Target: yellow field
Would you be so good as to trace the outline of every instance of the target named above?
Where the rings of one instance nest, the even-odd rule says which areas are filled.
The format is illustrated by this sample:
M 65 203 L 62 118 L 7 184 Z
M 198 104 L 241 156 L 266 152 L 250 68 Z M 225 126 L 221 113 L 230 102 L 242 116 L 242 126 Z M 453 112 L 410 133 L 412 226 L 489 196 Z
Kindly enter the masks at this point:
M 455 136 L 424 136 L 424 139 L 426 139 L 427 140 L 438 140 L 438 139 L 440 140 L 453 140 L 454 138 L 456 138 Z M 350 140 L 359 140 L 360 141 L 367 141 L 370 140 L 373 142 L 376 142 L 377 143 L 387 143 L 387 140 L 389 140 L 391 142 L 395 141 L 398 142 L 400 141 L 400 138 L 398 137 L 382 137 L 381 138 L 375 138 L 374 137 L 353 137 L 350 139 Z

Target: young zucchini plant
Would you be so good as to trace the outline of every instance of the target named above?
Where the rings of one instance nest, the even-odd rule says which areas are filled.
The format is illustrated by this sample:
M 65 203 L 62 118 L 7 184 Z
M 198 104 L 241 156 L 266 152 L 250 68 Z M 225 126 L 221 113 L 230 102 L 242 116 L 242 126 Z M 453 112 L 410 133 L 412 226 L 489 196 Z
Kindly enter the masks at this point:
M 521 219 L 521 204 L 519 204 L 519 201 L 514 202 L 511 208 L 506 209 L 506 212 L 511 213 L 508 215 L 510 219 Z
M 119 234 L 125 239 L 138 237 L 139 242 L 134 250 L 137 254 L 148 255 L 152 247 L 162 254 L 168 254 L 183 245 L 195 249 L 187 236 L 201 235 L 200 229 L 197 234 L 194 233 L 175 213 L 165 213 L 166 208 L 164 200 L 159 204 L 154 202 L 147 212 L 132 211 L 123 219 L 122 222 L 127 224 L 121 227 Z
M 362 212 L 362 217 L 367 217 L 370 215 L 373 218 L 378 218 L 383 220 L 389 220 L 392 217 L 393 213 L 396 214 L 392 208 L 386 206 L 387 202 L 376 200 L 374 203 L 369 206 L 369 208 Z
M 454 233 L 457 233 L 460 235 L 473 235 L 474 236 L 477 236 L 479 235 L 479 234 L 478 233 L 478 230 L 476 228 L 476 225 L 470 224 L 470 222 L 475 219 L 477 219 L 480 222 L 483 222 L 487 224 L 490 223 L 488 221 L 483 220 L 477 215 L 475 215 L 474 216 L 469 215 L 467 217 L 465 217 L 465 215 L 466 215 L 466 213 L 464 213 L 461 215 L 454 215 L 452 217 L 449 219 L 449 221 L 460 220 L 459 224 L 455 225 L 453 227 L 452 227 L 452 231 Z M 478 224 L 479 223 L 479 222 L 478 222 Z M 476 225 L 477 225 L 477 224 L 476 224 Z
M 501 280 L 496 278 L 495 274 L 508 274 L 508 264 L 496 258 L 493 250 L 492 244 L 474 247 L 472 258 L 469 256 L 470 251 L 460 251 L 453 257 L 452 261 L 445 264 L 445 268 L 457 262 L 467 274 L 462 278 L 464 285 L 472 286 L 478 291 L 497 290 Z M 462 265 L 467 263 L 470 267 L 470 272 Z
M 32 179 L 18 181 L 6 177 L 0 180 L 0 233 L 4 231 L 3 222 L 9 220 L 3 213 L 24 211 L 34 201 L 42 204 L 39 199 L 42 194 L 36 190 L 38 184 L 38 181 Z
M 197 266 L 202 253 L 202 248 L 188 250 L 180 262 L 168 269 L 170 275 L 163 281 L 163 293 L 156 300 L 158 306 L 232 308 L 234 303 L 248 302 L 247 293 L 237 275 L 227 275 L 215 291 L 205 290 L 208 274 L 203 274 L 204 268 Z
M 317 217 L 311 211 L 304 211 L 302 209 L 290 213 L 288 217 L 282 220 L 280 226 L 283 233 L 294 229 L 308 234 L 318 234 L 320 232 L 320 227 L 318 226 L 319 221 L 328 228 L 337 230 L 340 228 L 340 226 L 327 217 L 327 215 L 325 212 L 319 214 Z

• Task statement: Please resize the rows from the start of the rows through the line that contains "M 455 136 L", both included, and reproduce every line, requests too. Multiply each polygon coordinate in the answers by 2.4 and round to whole numbers with halves going up, leaving every number in the requests and their format samples unchanged.

• Solution:
Target: yellow field
Would you be so good as to trace the outline of every instance of the target named above?
Where the rings of one instance nest, the even-odd rule says which areas are filled.
The format is illustrated by this sample:
M 65 203 L 62 118 L 7 184 Z
M 198 104 L 241 156 L 266 152 L 250 68 Z M 225 126 L 221 113 L 230 102 L 242 116 L 242 126 Z M 453 112 L 410 133 L 412 226 L 489 196 Z
Kindly enter the masks at this point:
M 1092 326 L 1018 326 L 1018 334 L 1022 334 L 1025 336 L 1051 336 L 1051 334 L 1056 336 L 1087 336 L 1090 331 L 1094 331 Z M 840 336 L 862 336 L 864 338 L 881 338 L 888 336 L 895 341 L 902 341 L 905 343 L 929 343 L 929 336 L 934 336 L 938 341 L 948 338 L 955 341 L 960 338 L 960 331 L 955 329 L 917 329 L 914 331 L 900 331 L 898 329 L 847 329 L 840 334 Z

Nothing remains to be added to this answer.